# Written problem
Pull out every line in the rows below that contains the string "road", and copy each such line unchanged. Treat the match as case-sensitive.

START Record excerpts

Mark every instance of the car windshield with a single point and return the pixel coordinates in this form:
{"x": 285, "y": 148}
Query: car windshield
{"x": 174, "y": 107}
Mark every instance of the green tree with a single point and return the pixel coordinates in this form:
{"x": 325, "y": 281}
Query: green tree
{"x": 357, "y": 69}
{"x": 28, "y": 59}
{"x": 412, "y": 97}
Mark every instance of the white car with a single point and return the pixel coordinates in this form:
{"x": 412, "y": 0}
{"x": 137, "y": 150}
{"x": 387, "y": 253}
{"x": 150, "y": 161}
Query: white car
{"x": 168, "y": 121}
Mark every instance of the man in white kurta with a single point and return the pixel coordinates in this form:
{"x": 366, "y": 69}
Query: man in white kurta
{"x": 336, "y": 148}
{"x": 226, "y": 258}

END Record excerpts
START Record excerpts

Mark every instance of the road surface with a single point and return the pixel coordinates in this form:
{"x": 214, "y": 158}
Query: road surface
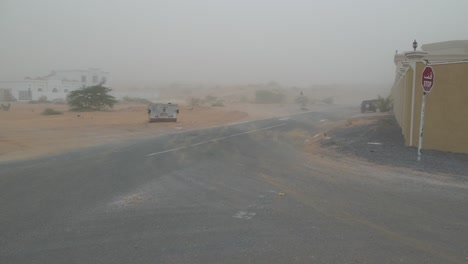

END Record excerpts
START Record excerpts

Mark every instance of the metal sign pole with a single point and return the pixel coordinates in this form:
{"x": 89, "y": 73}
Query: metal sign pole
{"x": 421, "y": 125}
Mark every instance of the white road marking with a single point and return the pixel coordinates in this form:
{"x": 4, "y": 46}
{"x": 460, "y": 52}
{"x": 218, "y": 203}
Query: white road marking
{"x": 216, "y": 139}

END Record excerpts

# Answer to the exercise
Mark every instance of the road surface with a single point and return the pixel coordinates in this form:
Query: road surface
Mark every instance of the white road marking with a single point and return the pixel coordinates in this form:
Query: white road marking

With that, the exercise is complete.